**Set exercise:** Copy the records below exactly, leaving out every picture.

**Task inputs:**
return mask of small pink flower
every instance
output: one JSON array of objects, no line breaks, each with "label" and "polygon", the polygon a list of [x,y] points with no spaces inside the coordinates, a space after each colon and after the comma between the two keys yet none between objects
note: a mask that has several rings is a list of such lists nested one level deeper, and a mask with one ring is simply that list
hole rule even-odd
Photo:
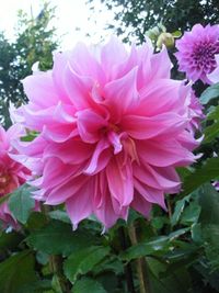
[{"label": "small pink flower", "polygon": [[[8,132],[0,126],[0,199],[23,184],[31,173],[26,167],[10,157],[10,154],[16,154],[11,147],[11,143],[20,135],[21,127],[18,125],[11,126]],[[3,222],[4,227],[8,225],[13,228],[19,227],[7,201],[0,204],[0,221]]]},{"label": "small pink flower", "polygon": [[219,25],[194,25],[176,41],[176,48],[180,70],[193,81],[200,79],[210,84],[208,74],[216,68],[216,55],[219,54]]},{"label": "small pink flower", "polygon": [[18,143],[38,178],[35,199],[65,203],[76,228],[92,213],[106,228],[129,207],[149,216],[176,193],[175,167],[195,160],[188,131],[191,87],[170,78],[166,49],[150,43],[130,52],[112,38],[55,55],[54,68],[24,81],[30,99],[14,117],[39,135]]}]

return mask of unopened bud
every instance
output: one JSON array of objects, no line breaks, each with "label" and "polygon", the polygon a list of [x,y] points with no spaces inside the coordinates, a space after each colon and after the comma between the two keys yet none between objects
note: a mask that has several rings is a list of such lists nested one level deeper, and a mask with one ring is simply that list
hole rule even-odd
[{"label": "unopened bud", "polygon": [[174,46],[174,37],[170,33],[162,33],[159,35],[157,41],[157,47],[161,48],[162,45],[165,45],[168,48],[172,48]]}]

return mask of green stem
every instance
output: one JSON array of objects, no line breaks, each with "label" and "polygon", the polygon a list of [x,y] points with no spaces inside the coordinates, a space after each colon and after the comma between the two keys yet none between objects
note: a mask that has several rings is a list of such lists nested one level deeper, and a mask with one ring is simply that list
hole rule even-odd
[{"label": "green stem", "polygon": [[[126,240],[126,234],[125,234],[125,230],[123,227],[119,229],[119,238],[120,238],[122,249],[126,250],[128,248],[128,245],[127,245],[127,240]],[[126,283],[127,283],[128,292],[129,293],[136,293],[135,285],[134,285],[131,264],[127,263],[124,269],[125,269],[125,275],[126,275]]]},{"label": "green stem", "polygon": [[[43,205],[42,212],[46,215],[47,222],[49,222],[48,213],[53,211],[53,207],[49,205]],[[53,274],[58,279],[59,285],[62,293],[70,293],[70,285],[68,280],[65,278],[62,272],[62,257],[61,256],[49,256],[49,269]]]},{"label": "green stem", "polygon": [[[128,232],[129,232],[131,245],[137,245],[138,238],[137,238],[136,227],[134,224],[130,224]],[[138,258],[136,260],[136,270],[137,270],[138,280],[139,280],[140,293],[150,293],[148,270],[147,270],[147,263],[146,263],[145,258]]]}]

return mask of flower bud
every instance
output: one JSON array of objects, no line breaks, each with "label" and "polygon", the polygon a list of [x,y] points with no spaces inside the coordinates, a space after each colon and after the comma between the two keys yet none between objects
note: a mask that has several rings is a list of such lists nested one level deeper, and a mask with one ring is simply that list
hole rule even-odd
[{"label": "flower bud", "polygon": [[161,33],[157,41],[157,47],[161,48],[162,45],[165,45],[168,48],[172,48],[174,46],[174,37],[171,33]]}]

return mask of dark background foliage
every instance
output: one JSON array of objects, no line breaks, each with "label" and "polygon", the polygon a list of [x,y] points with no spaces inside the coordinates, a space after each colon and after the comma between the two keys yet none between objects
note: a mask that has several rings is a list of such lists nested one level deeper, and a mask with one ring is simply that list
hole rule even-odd
[{"label": "dark background foliage", "polygon": [[9,103],[26,101],[21,80],[32,74],[33,64],[39,61],[42,70],[51,68],[51,53],[59,45],[56,30],[49,25],[54,16],[55,8],[45,2],[36,18],[19,11],[13,42],[0,33],[0,119],[5,127],[11,124]]},{"label": "dark background foliage", "polygon": [[[95,9],[96,0],[89,0]],[[196,23],[219,22],[218,0],[101,0],[114,11],[115,23],[108,29],[124,36],[124,42],[142,43],[148,30],[163,23],[169,32],[189,30]]]},{"label": "dark background foliage", "polygon": [[[89,2],[95,9],[95,0]],[[131,36],[141,43],[160,22],[174,32],[219,18],[216,0],[102,2],[108,9],[117,7],[111,29],[125,42]],[[56,30],[49,25],[54,16],[48,3],[37,18],[21,11],[14,42],[0,34],[0,115],[5,126],[9,102],[26,101],[20,80],[35,61],[43,70],[51,67],[51,52],[58,47]],[[166,196],[169,213],[154,206],[147,221],[130,211],[127,223],[119,221],[103,235],[101,224],[90,217],[72,232],[62,205],[42,205],[42,213],[33,212],[30,188],[23,185],[5,199],[21,229],[0,232],[1,293],[219,292],[219,193],[211,185],[219,179],[219,158],[212,157],[218,154],[219,84],[205,91],[200,83],[196,88],[206,113],[205,138],[197,150],[204,155],[194,166],[178,169],[183,191]]]}]

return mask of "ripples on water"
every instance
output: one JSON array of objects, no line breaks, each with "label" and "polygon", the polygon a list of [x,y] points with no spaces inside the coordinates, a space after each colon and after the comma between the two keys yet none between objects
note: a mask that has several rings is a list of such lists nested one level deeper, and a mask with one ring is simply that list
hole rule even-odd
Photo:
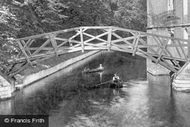
[{"label": "ripples on water", "polygon": [[[81,73],[100,63],[103,74]],[[111,80],[114,73],[125,88],[78,90]],[[49,114],[50,127],[189,127],[189,98],[170,90],[169,77],[146,76],[145,60],[111,53],[17,92],[12,100],[0,102],[0,113]]]}]

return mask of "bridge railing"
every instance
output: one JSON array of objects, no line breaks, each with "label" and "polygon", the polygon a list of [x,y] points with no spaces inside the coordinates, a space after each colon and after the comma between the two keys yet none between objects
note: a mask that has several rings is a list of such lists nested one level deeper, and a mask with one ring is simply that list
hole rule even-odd
[{"label": "bridge railing", "polygon": [[[149,43],[147,43],[147,40]],[[16,61],[30,65],[47,57],[85,50],[140,55],[178,72],[188,60],[189,40],[112,26],[85,26],[17,39]]]}]

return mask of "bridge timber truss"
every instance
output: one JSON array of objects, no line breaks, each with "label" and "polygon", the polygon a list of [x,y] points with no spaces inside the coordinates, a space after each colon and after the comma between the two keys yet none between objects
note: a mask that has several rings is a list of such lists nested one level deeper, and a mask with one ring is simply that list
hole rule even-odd
[{"label": "bridge timber truss", "polygon": [[[19,38],[16,43],[20,50],[14,61],[31,66],[38,60],[65,53],[108,50],[139,55],[178,73],[190,54],[189,40],[112,26],[76,27]],[[23,68],[10,71],[9,75],[14,76]]]}]

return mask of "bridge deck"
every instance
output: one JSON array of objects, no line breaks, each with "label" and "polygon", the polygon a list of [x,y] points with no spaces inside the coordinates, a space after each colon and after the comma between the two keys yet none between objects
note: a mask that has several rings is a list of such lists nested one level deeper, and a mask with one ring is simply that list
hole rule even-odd
[{"label": "bridge deck", "polygon": [[[149,43],[147,43],[147,40]],[[178,73],[188,61],[189,40],[111,26],[85,26],[17,39],[17,62],[84,50],[113,50],[139,55]],[[22,69],[22,68],[20,68]],[[15,75],[19,70],[10,72]]]}]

**Exercise result:**
return mask of small pink flower
every instance
output: one JSON array of objects, no line breaks, each with "label" and "polygon", the polygon a list of [x,y] points with no spaces inside the coordinates, a space after each colon and after the comma between the two keys yet none between objects
note: a mask that has several rings is a list of such lists nested one level deeper, and a mask with one ring is simply that list
hole rule even-odd
Photo:
[{"label": "small pink flower", "polygon": [[[8,132],[0,126],[0,199],[23,184],[31,173],[26,167],[10,157],[10,154],[16,154],[11,147],[11,143],[20,135],[21,127],[18,125],[11,126]],[[3,222],[4,227],[8,225],[13,228],[19,227],[7,201],[0,204],[0,221]]]},{"label": "small pink flower", "polygon": [[219,25],[194,25],[176,41],[176,48],[180,70],[193,81],[200,79],[210,84],[208,74],[216,68],[216,55],[219,54]]},{"label": "small pink flower", "polygon": [[18,143],[38,178],[35,199],[65,203],[76,228],[92,213],[106,228],[129,207],[149,216],[176,193],[175,167],[195,160],[188,131],[191,87],[170,78],[166,49],[150,43],[130,52],[112,38],[55,55],[54,68],[24,81],[30,99],[14,117],[39,135]]}]

return mask of unopened bud
every instance
output: one JSON array of objects, no line breaks, each with "label" and "polygon", the polygon a list of [x,y] points with no spaces inside the coordinates, a space after each colon and after the comma between the two keys yet none between objects
note: a mask that has several rings is a list of such lists nested one level deeper, and a mask with one ring is simply that list
hole rule even-odd
[{"label": "unopened bud", "polygon": [[174,46],[174,37],[170,33],[162,33],[159,35],[157,41],[157,47],[161,48],[162,45],[165,45],[168,48],[172,48]]}]

return mask of green stem
every instance
output: one JSON array of objects, no line breaks, each with "label" and "polygon", the polygon a list of [x,y] points with no spaces inside the coordinates, a space after each colon and after the comma between the two keys yet none between objects
note: a mask that has several rings is a list of such lists nested one level deeper, and a mask with one ring is simply that list
hole rule even-odd
[{"label": "green stem", "polygon": [[[126,240],[126,234],[125,234],[125,230],[123,227],[119,229],[119,238],[120,238],[122,249],[126,250],[128,248],[128,245],[127,245],[127,240]],[[126,283],[127,283],[128,292],[129,293],[136,293],[135,285],[134,285],[131,264],[127,263],[124,269],[125,269],[125,275],[126,275]]]},{"label": "green stem", "polygon": [[[43,205],[42,212],[46,215],[47,222],[49,222],[48,213],[53,211],[53,207],[49,205]],[[53,274],[58,279],[59,285],[62,293],[70,293],[70,285],[68,280],[65,278],[62,272],[62,257],[61,256],[49,256],[49,269]]]},{"label": "green stem", "polygon": [[[128,232],[129,232],[131,245],[137,245],[138,238],[137,238],[136,227],[134,224],[130,224]],[[138,258],[136,260],[136,270],[137,270],[138,280],[139,280],[140,293],[150,293],[148,270],[147,270],[147,263],[146,263],[145,258]]]}]

return mask of flower bud
every instance
output: one JSON array of objects, no line breaks, each with "label" and "polygon", the polygon a list of [x,y] points with no spaces inside the coordinates, a space after each colon and after the comma between the two keys yet none between objects
note: a mask that has several rings is a list of such lists nested one level deeper, and a mask with one ring is simply that list
hole rule even-odd
[{"label": "flower bud", "polygon": [[161,33],[157,41],[157,47],[161,48],[162,45],[165,45],[168,48],[172,48],[174,46],[174,37],[171,33]]}]

return mask of dark background foliage
every instance
output: one JSON array of objects, no line breaks, each with "label" and "polygon", the polygon a list of [x,y] points with no spaces inside the coordinates, a space after each colon and after the comma between the two keys yet none between objects
note: a mask that has several rings is a list of such lists nested one level deeper, and a mask with one ring is simply that list
hole rule even-odd
[{"label": "dark background foliage", "polygon": [[9,103],[26,101],[21,80],[32,74],[33,64],[39,61],[42,70],[51,68],[51,53],[59,45],[56,30],[49,25],[54,16],[55,8],[45,2],[36,18],[19,11],[13,42],[0,33],[0,119],[5,127],[11,124]]},{"label": "dark background foliage", "polygon": [[[95,9],[96,0],[89,0]],[[196,23],[219,22],[218,0],[101,0],[114,11],[115,23],[108,29],[124,36],[124,42],[142,43],[148,30],[163,23],[169,32],[189,30]]]},{"label": "dark background foliage", "polygon": [[[89,2],[95,9],[95,0]],[[131,36],[141,43],[160,22],[174,32],[219,18],[216,0],[102,2],[108,9],[117,7],[111,29],[125,42]],[[56,30],[49,25],[54,16],[48,3],[37,18],[21,11],[14,42],[0,34],[0,115],[5,126],[9,102],[26,101],[20,80],[35,61],[43,70],[51,67],[51,52],[58,47]],[[166,196],[169,213],[154,206],[147,221],[130,211],[127,223],[119,221],[103,235],[101,224],[90,217],[72,232],[62,205],[42,205],[42,213],[33,212],[30,188],[23,185],[5,199],[21,229],[0,232],[1,293],[219,292],[219,193],[211,185],[219,179],[219,158],[212,157],[218,154],[219,84],[205,91],[200,83],[196,88],[206,113],[205,138],[197,150],[204,155],[194,166],[178,169],[183,191]]]}]

return mask of "ripples on water"
every instance
output: one JSON array of objects, no line breaks, each with "label" and "polygon", the polygon a list of [x,y] points with no spaces inside the coordinates, a space after each colon and after the comma between the two keys yet none between objects
note: a mask that has several rings is a list of such lists nested one level deeper, and a mask with one ring is simply that list
hole rule even-odd
Photo:
[{"label": "ripples on water", "polygon": [[[81,73],[100,63],[103,74]],[[111,80],[114,73],[125,88],[78,90]],[[49,114],[50,127],[189,127],[189,98],[170,90],[169,77],[146,76],[145,60],[111,53],[17,92],[12,100],[0,102],[0,113]]]}]

return mask of "bridge railing"
every instance
output: one JSON array of objects, no line breaks, each with "label" and "polygon", the polygon a list of [x,y] points with no spaces inside the coordinates, a space after each colon and after the comma between the two keys yet none between objects
note: a mask that has several rings is a list of such lists nested one level deeper, and a mask with one ring is simply that list
hole rule even-odd
[{"label": "bridge railing", "polygon": [[[149,43],[147,43],[147,40]],[[16,61],[30,65],[47,57],[85,50],[140,55],[178,72],[188,60],[189,40],[112,26],[85,26],[17,39]]]}]

return mask of "bridge timber truss"
every instance
output: one JSON array of objects, no line breaks, each with "label" and "polygon", the polygon a list of [x,y] points with no spaces inside the coordinates, a space after each colon and after the comma between the two keys yet none between objects
note: a mask that has several rings is a list of such lists nested one level deeper, and a mask with one ring is simply that list
hole rule even-odd
[{"label": "bridge timber truss", "polygon": [[[19,38],[16,43],[20,50],[14,61],[31,66],[38,60],[65,53],[108,50],[139,55],[178,73],[190,54],[189,40],[112,26],[76,27]],[[23,68],[10,71],[9,75],[14,76]]]}]

return mask of "bridge deck"
every instance
output: one JSON array of objects, no line breaks, each with "label" and "polygon", the polygon a list of [x,y] points with no spaces inside the coordinates, a space after each colon and after the comma between the two keys yet none between objects
note: a mask that has several rings is a list of such lists nested one level deeper, and a mask with one ring is simply that list
hole rule even-odd
[{"label": "bridge deck", "polygon": [[[149,43],[147,43],[147,40]],[[178,73],[188,61],[189,40],[111,26],[85,26],[17,39],[17,62],[84,50],[113,50],[139,55]],[[22,69],[22,68],[20,68]],[[15,75],[19,70],[10,72]]]}]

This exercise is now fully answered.